#### PROBLEM DESCRIPTION:
Word for word, quote the lines from the one containing "Teacher note to the class: pick out the boy's white" to the end of the entries below, including both. Leave pictures out.

#### DATA TO USE:
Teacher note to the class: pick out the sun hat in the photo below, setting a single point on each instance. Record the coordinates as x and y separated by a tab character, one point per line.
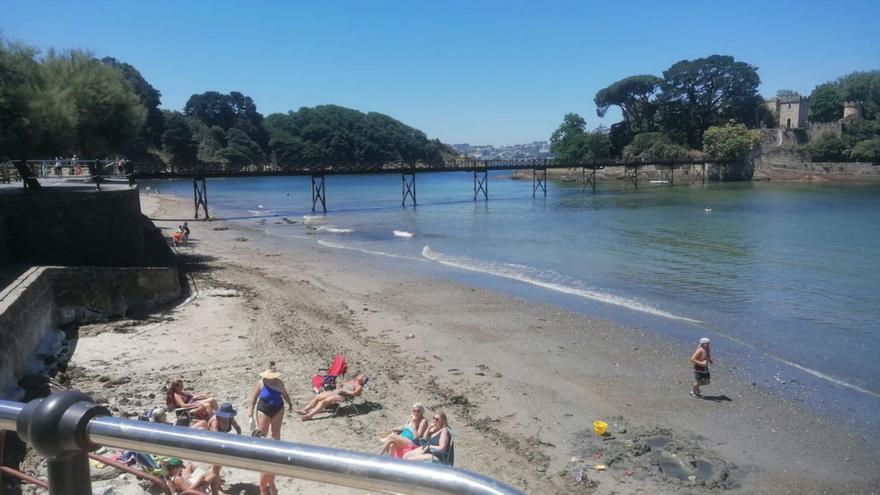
226	411
270	374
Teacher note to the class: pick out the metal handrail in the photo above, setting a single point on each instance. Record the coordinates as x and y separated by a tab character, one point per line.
296	460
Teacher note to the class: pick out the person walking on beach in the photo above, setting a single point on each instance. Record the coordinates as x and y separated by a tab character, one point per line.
268	400
701	359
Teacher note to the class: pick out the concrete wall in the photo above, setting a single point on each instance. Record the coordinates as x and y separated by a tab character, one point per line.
65	226
26	316
45	298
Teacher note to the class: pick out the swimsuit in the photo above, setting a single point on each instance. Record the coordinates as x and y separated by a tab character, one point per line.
270	402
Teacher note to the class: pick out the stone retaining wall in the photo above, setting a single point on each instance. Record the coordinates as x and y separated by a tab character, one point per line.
45	298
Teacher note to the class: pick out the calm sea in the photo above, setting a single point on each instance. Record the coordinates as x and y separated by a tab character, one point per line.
783	277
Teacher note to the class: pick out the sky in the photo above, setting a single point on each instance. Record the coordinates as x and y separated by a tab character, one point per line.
478	72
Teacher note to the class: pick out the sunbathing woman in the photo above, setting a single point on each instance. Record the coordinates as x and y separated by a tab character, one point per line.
182	477
268	400
352	388
439	439
199	405
402	439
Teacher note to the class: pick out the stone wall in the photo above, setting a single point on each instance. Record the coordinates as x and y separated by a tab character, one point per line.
26	317
45	298
66	226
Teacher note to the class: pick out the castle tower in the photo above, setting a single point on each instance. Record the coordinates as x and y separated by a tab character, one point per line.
852	110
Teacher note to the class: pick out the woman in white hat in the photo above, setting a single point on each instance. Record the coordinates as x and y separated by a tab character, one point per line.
268	400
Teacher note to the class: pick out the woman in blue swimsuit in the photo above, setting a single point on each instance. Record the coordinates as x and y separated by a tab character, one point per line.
268	399
402	439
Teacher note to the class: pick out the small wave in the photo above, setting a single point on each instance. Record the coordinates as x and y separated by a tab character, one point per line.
499	270
336	245
333	230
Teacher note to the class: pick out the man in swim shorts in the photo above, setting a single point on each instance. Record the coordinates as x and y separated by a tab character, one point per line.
701	359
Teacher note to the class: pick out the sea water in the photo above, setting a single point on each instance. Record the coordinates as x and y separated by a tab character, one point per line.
783	277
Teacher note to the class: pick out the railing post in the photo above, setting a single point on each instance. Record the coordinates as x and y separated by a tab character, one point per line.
56	427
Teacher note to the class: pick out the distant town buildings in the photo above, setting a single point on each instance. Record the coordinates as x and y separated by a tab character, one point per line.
535	149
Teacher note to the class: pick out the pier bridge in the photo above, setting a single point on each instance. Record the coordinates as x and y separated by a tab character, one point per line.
103	170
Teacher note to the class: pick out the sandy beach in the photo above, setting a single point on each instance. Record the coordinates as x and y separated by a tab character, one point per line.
521	382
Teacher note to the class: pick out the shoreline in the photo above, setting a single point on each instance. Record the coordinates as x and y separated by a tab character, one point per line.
522	381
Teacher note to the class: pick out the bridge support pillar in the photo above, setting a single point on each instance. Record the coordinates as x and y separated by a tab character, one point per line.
318	193
200	195
408	187
481	184
588	178
539	181
631	175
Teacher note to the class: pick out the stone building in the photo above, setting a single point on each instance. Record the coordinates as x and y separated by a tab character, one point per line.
790	112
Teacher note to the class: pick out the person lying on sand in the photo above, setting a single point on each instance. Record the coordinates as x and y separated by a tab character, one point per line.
182	476
403	439
438	440
199	405
351	388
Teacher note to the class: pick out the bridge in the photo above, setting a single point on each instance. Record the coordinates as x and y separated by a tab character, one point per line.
103	170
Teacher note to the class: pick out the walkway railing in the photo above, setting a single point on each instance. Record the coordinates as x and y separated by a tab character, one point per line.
65	426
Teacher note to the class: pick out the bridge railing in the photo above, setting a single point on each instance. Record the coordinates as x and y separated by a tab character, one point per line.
65	426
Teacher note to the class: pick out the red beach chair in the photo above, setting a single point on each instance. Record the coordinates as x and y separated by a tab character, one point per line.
327	379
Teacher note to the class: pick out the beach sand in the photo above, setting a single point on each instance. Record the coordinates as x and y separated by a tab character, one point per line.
521	382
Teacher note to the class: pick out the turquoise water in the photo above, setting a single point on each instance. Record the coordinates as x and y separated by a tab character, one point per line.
783	277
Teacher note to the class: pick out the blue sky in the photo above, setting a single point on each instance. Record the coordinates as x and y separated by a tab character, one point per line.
463	71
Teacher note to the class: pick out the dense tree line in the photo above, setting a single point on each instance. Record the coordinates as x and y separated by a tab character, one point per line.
667	117
69	103
860	140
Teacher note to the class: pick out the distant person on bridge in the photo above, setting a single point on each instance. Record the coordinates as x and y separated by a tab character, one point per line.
701	359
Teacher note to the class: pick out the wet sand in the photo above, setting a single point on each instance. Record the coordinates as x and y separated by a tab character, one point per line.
521	382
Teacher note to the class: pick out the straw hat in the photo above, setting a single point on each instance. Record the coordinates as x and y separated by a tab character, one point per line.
270	374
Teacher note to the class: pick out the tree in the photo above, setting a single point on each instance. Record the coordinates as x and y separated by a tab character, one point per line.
731	142
697	94
787	94
635	97
99	111
150	98
826	103
178	141
867	150
240	148
20	81
649	146
573	144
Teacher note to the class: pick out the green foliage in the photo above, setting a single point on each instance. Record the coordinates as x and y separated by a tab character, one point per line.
332	133
828	148
826	103
650	146
697	94
867	150
732	141
635	97
102	109
178	141
21	79
150	98
787	94
572	143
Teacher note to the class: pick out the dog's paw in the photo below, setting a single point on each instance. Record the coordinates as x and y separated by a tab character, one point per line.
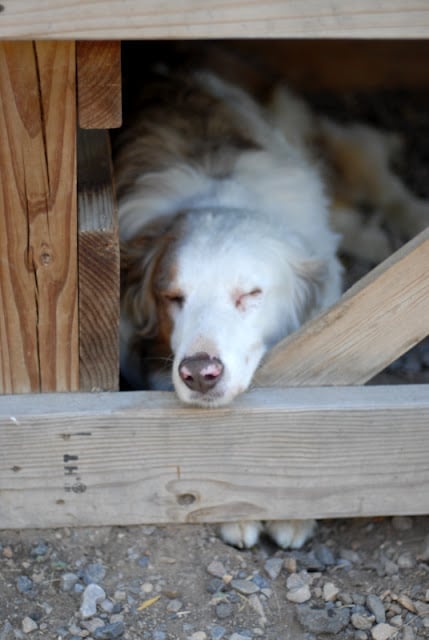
243	535
290	533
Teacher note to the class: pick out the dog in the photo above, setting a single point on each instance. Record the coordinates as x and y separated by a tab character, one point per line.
226	209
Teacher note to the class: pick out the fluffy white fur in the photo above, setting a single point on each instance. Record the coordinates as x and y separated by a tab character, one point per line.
227	242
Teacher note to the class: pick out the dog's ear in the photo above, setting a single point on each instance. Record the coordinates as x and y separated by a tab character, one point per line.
311	278
140	264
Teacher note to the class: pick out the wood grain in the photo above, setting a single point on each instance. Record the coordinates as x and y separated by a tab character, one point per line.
188	19
381	317
99	84
99	459
98	265
38	270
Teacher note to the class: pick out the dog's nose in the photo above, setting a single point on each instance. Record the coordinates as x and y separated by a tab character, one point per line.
200	372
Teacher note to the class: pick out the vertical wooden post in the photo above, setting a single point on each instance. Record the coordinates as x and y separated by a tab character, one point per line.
38	220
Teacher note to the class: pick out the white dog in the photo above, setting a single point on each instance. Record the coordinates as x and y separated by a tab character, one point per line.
227	247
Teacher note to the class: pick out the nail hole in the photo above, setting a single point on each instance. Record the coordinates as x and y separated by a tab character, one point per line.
185	499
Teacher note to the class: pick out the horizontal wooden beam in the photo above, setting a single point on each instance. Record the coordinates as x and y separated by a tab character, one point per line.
110	19
377	320
141	457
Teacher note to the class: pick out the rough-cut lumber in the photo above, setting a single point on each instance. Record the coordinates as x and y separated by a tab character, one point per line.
377	320
98	459
98	244
110	19
99	84
38	270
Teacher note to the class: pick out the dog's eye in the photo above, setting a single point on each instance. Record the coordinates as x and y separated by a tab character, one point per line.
175	298
244	300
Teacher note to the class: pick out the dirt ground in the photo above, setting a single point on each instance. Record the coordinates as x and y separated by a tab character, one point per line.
183	582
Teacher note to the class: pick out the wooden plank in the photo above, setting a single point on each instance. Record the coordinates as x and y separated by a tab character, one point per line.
112	19
99	459
98	265
382	316
339	65
38	272
99	84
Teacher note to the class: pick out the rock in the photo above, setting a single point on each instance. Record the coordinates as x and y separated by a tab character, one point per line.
330	592
92	595
93	573
29	625
245	587
408	633
299	594
350	556
402	523
376	606
24	584
41	549
6	632
273	567
326	620
109	631
216	569
217	632
361	621
223	610
68	581
406	560
383	631
406	603
324	555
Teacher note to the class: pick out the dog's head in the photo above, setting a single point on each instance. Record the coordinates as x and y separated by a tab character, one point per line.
219	292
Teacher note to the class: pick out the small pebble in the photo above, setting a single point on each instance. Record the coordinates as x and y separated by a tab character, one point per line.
174	605
383	631
324	555
92	595
109	631
217	632
94	573
362	622
406	561
406	603
223	610
376	606
24	584
299	594
322	620
273	567
330	592
402	523
29	625
68	581
41	549
216	569
245	587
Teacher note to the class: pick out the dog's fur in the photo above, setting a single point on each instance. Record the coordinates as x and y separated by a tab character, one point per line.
227	245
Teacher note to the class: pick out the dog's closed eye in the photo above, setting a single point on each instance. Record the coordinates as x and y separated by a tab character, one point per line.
245	300
175	298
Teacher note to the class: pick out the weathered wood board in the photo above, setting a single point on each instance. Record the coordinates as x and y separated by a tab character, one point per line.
99	459
377	320
99	84
98	244
110	19
38	219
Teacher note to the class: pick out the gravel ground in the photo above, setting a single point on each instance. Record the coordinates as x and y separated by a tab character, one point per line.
357	579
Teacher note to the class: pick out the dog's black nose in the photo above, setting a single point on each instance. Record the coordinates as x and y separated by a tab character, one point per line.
200	372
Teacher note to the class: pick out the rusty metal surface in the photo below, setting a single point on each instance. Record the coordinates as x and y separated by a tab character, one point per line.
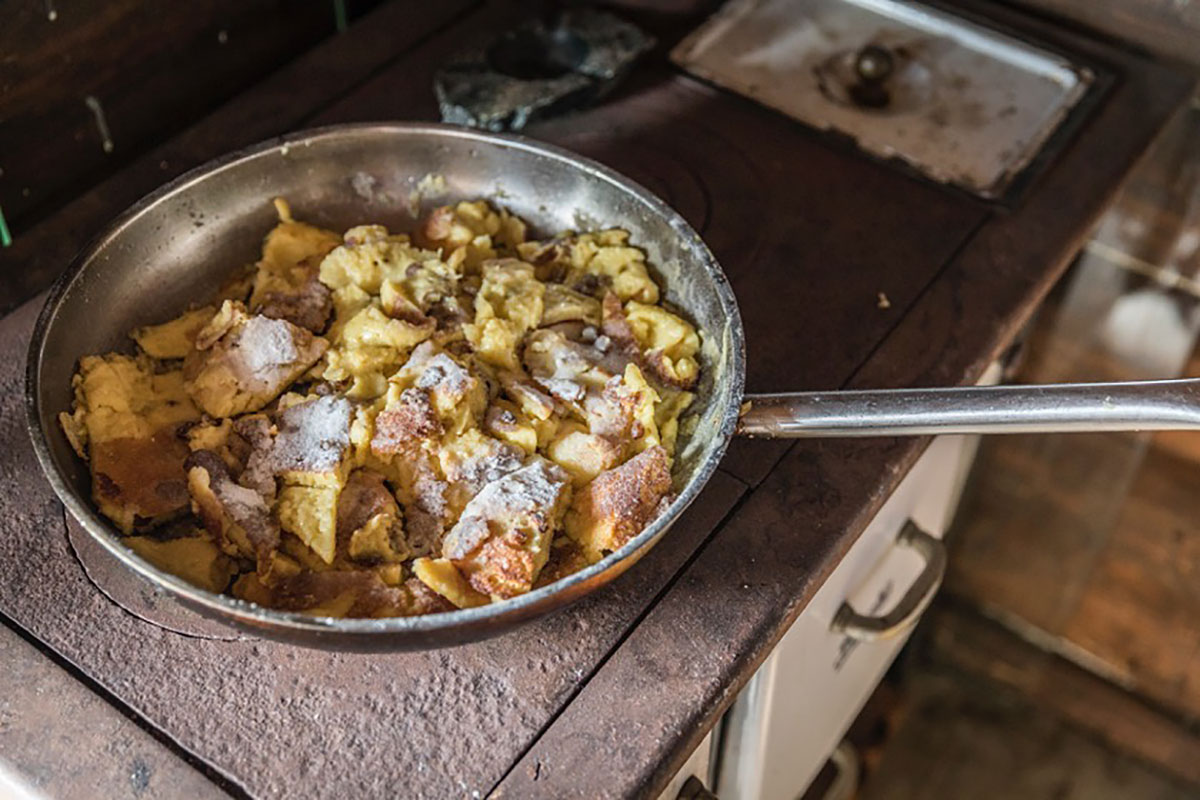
682	667
795	223
280	720
963	103
66	741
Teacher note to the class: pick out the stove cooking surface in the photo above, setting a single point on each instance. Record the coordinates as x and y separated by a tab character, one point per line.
959	102
811	234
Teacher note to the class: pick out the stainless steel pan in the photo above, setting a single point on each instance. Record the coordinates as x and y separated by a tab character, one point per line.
172	247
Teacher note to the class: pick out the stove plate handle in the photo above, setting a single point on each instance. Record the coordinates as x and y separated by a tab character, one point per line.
909	609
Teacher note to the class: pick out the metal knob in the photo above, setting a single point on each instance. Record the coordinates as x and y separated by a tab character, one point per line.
874	64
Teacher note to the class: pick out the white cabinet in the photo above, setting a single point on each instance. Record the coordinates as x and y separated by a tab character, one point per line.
797	708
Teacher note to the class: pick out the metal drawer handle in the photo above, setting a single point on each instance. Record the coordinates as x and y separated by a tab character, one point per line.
915	601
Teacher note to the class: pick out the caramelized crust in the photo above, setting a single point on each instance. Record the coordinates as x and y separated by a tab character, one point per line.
141	483
238	518
240	362
619	503
502	540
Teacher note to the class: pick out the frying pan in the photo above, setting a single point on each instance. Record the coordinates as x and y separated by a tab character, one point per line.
180	241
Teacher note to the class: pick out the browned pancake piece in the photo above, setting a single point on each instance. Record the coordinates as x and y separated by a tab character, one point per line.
405	422
619	503
139	483
306	302
237	517
240	362
503	537
306	445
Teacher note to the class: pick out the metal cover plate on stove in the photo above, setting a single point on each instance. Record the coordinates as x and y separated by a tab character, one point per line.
965	104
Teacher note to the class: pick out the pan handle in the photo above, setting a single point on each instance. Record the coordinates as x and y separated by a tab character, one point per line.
1050	408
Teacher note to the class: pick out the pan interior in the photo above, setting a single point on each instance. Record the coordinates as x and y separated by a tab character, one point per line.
175	246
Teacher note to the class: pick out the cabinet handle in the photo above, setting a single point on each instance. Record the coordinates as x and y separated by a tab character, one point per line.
915	601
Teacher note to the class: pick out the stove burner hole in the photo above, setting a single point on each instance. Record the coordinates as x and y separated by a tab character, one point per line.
537	54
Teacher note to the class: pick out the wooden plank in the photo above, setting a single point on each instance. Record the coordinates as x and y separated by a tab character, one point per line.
282	101
958	637
149	85
67	741
682	667
1139	606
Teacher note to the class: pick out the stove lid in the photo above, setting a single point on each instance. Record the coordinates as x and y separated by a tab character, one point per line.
959	102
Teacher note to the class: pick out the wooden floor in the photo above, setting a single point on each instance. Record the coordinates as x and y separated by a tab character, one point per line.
1063	660
1095	540
964	739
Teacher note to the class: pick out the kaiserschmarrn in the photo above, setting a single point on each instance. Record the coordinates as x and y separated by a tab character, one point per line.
379	423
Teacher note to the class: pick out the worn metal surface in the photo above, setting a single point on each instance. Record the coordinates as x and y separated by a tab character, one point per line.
959	102
684	663
66	741
280	720
178	242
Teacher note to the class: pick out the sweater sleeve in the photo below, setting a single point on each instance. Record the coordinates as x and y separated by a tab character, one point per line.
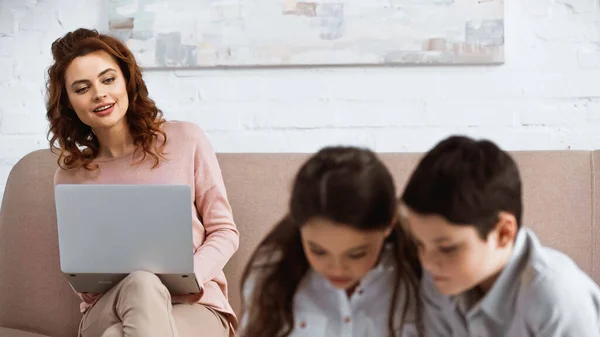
222	237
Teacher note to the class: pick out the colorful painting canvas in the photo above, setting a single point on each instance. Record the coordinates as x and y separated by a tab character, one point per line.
230	33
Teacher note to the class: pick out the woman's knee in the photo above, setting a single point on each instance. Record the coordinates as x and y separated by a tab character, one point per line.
142	280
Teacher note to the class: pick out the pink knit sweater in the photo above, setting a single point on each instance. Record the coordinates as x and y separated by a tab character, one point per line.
190	159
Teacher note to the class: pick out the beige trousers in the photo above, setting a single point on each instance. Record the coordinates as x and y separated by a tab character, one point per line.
140	306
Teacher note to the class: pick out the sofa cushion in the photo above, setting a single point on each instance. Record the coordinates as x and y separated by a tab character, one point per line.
5	332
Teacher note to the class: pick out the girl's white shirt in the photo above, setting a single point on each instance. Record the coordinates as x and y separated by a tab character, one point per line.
320	310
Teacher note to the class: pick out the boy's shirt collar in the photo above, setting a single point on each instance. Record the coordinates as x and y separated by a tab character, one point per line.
496	303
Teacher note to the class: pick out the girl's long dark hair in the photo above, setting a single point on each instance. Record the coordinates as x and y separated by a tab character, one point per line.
348	185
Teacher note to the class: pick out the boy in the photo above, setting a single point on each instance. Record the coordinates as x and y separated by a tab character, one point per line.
484	274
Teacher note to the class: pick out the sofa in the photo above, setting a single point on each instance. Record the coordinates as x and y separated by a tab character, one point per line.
562	204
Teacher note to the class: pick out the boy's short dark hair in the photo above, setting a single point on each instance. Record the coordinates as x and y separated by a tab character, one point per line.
467	182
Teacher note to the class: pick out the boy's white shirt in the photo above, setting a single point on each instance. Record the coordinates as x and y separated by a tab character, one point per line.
320	310
540	293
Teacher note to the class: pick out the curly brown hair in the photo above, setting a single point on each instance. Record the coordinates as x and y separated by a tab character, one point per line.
77	145
347	185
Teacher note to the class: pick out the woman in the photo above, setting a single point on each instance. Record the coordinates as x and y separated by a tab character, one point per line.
106	130
338	264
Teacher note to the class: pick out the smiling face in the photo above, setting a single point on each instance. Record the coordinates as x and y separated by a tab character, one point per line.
340	253
97	90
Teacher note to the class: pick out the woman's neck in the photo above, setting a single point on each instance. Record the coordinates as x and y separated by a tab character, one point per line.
115	141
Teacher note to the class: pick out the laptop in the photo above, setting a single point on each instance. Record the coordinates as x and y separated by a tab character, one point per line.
106	232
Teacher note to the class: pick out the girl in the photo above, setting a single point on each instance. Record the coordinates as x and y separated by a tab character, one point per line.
106	130
338	264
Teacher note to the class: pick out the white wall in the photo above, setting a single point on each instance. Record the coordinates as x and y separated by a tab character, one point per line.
546	96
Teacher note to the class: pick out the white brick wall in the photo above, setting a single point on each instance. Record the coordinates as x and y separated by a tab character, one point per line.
546	96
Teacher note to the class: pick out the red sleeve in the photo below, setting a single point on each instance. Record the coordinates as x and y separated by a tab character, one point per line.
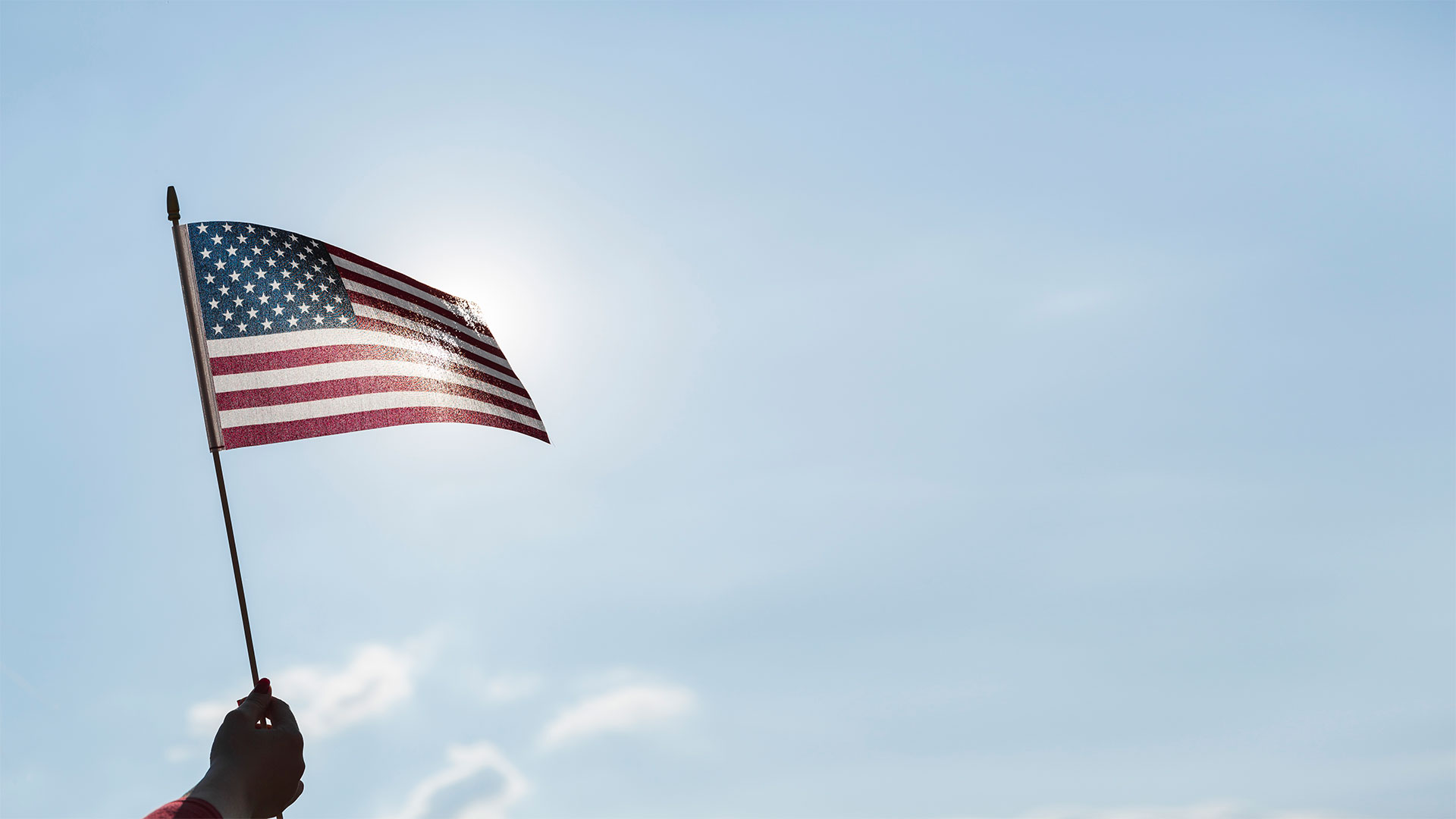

#### EXERCISE SOLUTION:
Teacher note to the class: pick out the boy's white shirt in the photo above, setting a single point on each instance. Record the coordinates as x and y separated by a tab character, one point per line.
320	310
540	293
Teacher note to the class: pick out the curly brown hair in the photo above, setting a single point on each instance. Record the coordinates as x and y separated by a tab character, one point per line.
77	145
347	185
Teacher note to the class: pick out the woman in the photo above, setting a single point on each instance. Record the coordinates as x and y separated by a tab character, one point per line.
106	130
338	264
Teacher note to the class: pick out the smiling face in the photo above, setting a single point on each instance. Record the coordinates as x and y separated by a tab character, one point per line.
340	253
97	90
Teacher note to the class: pick out the woman's neck in the photo above, setting a single point on each instance. Record the coordinates as x and y separated by a tab character, one point per line.
115	141
Teacher note to the class: pick out the laptop in the photo above, setting a single point on each instance. Record the coordinates as x and y separated by a tab character, one point per line.
106	232
Teacher note to the class: pick out the girl in the photo above, setting a single point on each instance. Record the coordinates as x and y separated by a tab character, one point per line.
106	130
338	264
Teacher note to the class: pick out the white wall in the photo above, setting a single point on each instance. Record the coordinates as x and y separated by a tab character, one point per line.
546	96
Teacher note to the class: pick out the white brick wall in the photo above, setting a single point on each instance. Record the coordinates as x and y separated by a tab character, one point per line.
546	96
Teacher note to the class: pick out the red sleeve in the photo below, setting a single point on each instance. Record the coordinates as x and y separated by a tab character, one point per line.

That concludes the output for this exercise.